- **Given problem**
Go through the rows below and write out each line that contains the word "blue".

- **Stored records**
++++++++

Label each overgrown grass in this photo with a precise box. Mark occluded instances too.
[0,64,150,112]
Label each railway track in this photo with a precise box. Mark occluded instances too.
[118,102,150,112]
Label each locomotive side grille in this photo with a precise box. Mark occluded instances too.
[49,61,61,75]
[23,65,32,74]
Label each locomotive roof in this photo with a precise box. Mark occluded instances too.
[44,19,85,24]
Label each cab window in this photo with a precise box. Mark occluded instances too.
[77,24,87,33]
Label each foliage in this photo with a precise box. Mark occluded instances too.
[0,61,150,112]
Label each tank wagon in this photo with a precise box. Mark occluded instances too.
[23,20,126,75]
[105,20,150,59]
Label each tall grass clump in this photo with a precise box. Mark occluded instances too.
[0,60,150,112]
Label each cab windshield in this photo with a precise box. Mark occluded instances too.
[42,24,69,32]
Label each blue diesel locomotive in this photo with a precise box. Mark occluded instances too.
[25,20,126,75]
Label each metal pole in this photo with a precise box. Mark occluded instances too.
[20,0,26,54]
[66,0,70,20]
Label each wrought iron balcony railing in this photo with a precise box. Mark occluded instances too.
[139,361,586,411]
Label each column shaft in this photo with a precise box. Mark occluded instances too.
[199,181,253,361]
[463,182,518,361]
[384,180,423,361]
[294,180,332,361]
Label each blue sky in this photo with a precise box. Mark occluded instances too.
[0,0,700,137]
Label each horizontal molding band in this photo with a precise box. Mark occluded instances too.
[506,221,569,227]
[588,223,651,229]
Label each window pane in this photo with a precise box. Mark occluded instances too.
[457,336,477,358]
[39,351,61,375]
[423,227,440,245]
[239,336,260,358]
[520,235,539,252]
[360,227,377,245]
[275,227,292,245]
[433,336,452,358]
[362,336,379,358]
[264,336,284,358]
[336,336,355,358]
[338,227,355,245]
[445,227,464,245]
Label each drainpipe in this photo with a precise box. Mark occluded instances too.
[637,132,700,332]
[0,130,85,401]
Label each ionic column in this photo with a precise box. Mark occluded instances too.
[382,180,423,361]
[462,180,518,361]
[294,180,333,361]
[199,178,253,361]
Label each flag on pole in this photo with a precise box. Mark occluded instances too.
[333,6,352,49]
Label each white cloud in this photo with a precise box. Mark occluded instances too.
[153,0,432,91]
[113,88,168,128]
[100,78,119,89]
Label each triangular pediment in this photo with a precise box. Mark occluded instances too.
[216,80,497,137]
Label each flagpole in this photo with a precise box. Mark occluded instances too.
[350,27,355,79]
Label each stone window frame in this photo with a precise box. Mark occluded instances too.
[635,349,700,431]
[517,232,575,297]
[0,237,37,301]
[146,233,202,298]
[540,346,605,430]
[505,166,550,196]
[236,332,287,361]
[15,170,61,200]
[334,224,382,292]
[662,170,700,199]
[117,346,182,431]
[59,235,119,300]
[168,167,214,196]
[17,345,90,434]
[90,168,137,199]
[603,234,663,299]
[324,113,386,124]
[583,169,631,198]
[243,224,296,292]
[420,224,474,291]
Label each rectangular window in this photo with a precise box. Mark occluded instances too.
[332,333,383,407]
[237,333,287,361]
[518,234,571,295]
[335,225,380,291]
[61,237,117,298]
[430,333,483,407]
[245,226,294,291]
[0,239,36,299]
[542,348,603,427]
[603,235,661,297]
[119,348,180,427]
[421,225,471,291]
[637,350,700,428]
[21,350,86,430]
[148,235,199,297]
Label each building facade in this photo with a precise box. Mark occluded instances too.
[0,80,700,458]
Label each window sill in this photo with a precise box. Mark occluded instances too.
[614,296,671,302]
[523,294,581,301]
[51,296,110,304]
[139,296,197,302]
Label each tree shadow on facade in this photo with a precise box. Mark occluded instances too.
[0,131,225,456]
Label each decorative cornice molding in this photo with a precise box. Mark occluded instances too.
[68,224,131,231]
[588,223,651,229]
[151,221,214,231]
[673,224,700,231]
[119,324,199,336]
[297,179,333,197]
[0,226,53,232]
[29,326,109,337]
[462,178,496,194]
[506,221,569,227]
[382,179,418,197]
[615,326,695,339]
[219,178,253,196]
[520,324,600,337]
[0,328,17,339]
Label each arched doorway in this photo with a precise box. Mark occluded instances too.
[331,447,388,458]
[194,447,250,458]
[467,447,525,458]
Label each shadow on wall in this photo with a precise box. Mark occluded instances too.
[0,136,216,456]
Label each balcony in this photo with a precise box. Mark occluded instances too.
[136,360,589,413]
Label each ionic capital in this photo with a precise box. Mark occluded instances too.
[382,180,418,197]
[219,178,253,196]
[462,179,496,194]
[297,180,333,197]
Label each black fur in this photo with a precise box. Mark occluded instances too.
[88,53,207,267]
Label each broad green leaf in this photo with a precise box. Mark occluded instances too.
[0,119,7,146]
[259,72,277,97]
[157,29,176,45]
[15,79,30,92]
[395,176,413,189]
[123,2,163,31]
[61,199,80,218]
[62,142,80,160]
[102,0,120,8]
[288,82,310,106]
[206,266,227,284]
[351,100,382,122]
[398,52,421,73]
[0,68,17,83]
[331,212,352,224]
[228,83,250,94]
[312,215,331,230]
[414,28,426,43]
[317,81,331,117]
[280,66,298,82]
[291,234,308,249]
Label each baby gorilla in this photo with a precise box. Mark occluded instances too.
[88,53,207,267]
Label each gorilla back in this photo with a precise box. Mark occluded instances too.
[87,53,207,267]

++++++++

- **Finished exercise**
Label each blue diesel locomotive in this photo with a precise box. Mark occluded instances too.
Label each blue sky in this photo with a precise box. Mark occluded instances too.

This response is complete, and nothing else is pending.